On 14 April 2016 at 00:33, Gwendal Grignou <gwendal@...omium.org> wrote:
> On Mon, Apr 4, 2016 at 4:50 AM, Ulf Hansson <ulf.hansson@...aro.org> wrote:
>>
>> On 2 April 2016 at 02:23, Gwendal Grignou <gwendal@...omium.org> wrote:
>> > On Thu, Jan 14, 2016 at 5:16 AM, Ulf Hansson <ulf.hansson@...aro.org> wrote:
>> >> On 28 December 2015 at 15:12, Alex Lemberg <Alex.Lemberg@...disk.com> wrote:
>>
>> > I am arriving after the battle, but I have finally rebased the eMMC
>> > FFU kernel ffu code to 4.x. It is based on what Avi and Alex have
>> > written.
>> > As stated earlier, the advantage over using MMC_MUTLI_CMD is we can
>> > force a reset and rescan of the card without asking the user to reboot
>> > their machine.
>>
>> No matter what, I think the problem is how you would *safely* deal
>> with the reset. Especially in the case when the eMMC already has an
>> mounted file system on it.
>
> Assuming the firmware is not wiping data or resizing the available
> space, the data in the flash is readable after the upgrade.

This is exactly my point. You can no* assume anything about the card
after a firmware upgrade.

> For the host point of view, a firmware update and a reset is
> equivalent to a reset, that could happen during error recovery.
> The only change are in the cid/csd//extcsd registers the firmware may
> have updated.

Given material ▸
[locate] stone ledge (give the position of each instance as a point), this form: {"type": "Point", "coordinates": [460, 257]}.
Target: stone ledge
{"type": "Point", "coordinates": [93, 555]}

Instructions to follow ▸ Return the stretch of the eMMC firmware exchange starting at "This is exactly" and ending at "during error recovery.", with every character unchanged. Rely only on the eMMC firmware exchange.

Finished task ▸
This is exactly my point. You can no* assume anything about the card
after a firmware upgrade.

> For the host point of view, a firmware update and a reset is
> equivalent to a reset, that could happen during error recovery.